**Goal of the exercise:** Rewrite the entries below, swapping every "coordinates come back" for "points are returned" and leaving everything else unchanged. Leave out the pictures.

**Entries shown:**

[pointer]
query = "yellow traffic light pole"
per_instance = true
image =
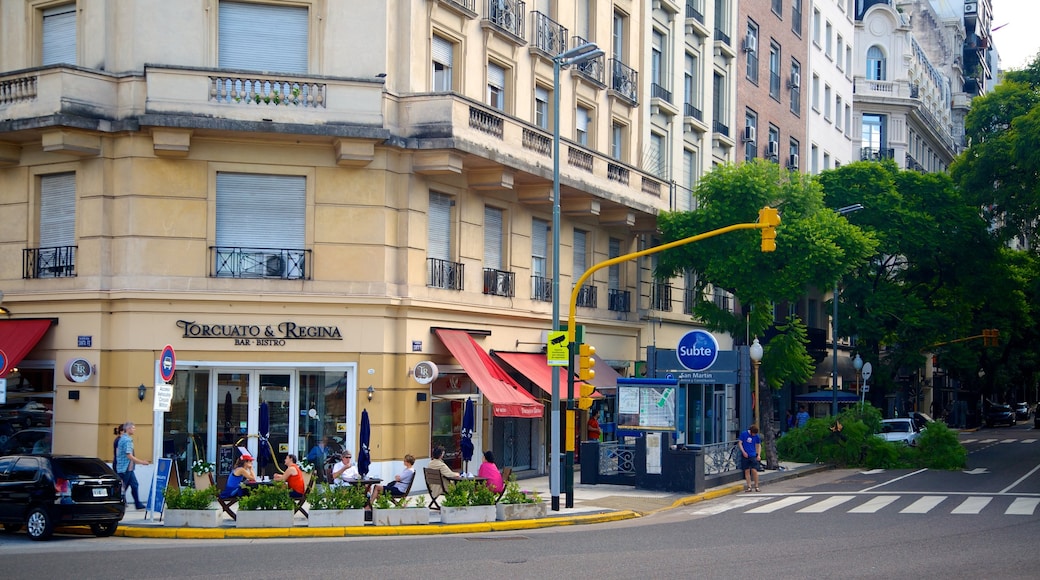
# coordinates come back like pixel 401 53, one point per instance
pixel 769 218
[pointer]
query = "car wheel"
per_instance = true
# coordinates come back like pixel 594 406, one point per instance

**Correct response:**
[pointer]
query = "yellow traffic light pole"
per_instance = true
image =
# points are returned like pixel 401 53, one point per instance
pixel 769 218
[pointer]
query = "car wheel"
per_instance = true
# points are returned like pixel 594 406, one point per instance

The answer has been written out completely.